## AIM OF THE TASK
Write out the complete data exactly as written.

*** INFORMATION Section Begins ***

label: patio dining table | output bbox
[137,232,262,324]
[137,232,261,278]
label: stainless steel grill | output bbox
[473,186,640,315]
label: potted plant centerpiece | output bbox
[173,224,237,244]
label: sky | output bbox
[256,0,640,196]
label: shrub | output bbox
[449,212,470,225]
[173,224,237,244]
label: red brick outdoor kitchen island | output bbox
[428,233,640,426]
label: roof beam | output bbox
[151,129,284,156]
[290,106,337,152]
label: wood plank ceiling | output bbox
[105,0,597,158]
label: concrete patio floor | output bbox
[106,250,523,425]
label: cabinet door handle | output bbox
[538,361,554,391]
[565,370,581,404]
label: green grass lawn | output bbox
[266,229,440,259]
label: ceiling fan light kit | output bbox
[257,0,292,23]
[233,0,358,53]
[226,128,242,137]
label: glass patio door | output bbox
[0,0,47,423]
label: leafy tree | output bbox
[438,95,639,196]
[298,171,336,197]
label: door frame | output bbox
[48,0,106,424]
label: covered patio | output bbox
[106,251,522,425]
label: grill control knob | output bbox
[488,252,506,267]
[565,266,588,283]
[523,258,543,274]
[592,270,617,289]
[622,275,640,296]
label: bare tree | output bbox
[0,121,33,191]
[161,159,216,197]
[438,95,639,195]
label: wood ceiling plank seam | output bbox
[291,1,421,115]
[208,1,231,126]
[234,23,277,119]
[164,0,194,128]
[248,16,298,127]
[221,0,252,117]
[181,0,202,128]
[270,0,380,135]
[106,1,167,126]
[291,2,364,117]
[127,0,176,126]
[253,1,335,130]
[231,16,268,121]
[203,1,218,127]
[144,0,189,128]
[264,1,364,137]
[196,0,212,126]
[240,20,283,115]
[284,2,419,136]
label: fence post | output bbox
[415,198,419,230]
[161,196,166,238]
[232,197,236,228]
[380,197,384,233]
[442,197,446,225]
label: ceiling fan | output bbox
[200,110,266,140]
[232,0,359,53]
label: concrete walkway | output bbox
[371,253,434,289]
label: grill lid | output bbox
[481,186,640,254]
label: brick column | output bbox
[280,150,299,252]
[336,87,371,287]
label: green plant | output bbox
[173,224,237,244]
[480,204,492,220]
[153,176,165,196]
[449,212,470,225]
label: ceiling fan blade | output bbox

*** INFORMATION Section Ends ***

## OUTPUT FOR THIS TASK
label: patio dining table | output bbox
[137,232,262,324]
[137,232,261,278]
label: stainless steel grill | output bbox
[473,186,640,315]
label: potted plant centerpiece | output bbox
[173,224,237,244]
label: sky | output bbox
[256,0,640,196]
label: shrub | output bbox
[449,212,470,225]
[173,224,237,244]
label: red brick outdoor kitchen island | output bbox
[428,233,640,426]
label: roof beam | output bbox
[151,129,284,156]
[290,106,337,152]
label: wood plank ceiling | output bbox
[105,0,597,158]
label: concrete patio floor | output bbox
[106,250,523,425]
label: cabinet door handle | output bbox
[538,361,554,391]
[565,370,581,404]
label: green grass lawn | output bbox
[266,229,440,259]
label: ceiling fan light kit | output bbox
[257,0,292,23]
[233,0,358,53]
[226,128,242,137]
label: glass patio door | output bbox
[0,0,47,423]
label: leafy tree | output bbox
[438,95,639,196]
[298,171,336,197]
label: door frame | output bbox
[48,0,106,424]
label: covered patio | output bbox
[106,251,522,425]
label: grill control knob | output bbox
[488,252,506,267]
[565,266,588,283]
[523,258,543,274]
[592,270,617,289]
[622,275,640,296]
label: bare tree | output bbox
[0,121,33,191]
[161,159,216,197]
[438,95,639,195]
label: wood ceiling plank seam | output bbox
[291,1,421,115]
[208,1,231,126]
[234,23,277,119]
[164,0,194,128]
[248,16,298,127]
[221,0,252,117]
[181,0,202,128]
[270,0,380,135]
[106,1,167,126]
[291,2,364,117]
[127,0,176,126]
[253,1,335,130]
[231,16,268,121]
[203,1,218,127]
[144,0,189,128]
[264,1,364,137]
[196,0,212,126]
[240,20,283,115]
[284,2,419,136]
label: fence post | output bbox
[415,198,419,230]
[161,196,166,238]
[232,197,236,228]
[380,197,384,233]
[442,197,446,225]
label: ceiling fan | output bbox
[200,110,266,140]
[232,0,359,53]
label: concrete walkway | output bbox
[371,253,434,289]
label: grill lid | output bbox
[481,186,640,254]
label: brick column | output bbox
[280,150,299,252]
[336,87,371,287]
label: green plant | output bbox
[173,224,237,244]
[480,204,492,220]
[153,176,165,196]
[449,212,470,225]
label: ceiling fan blade | output bbox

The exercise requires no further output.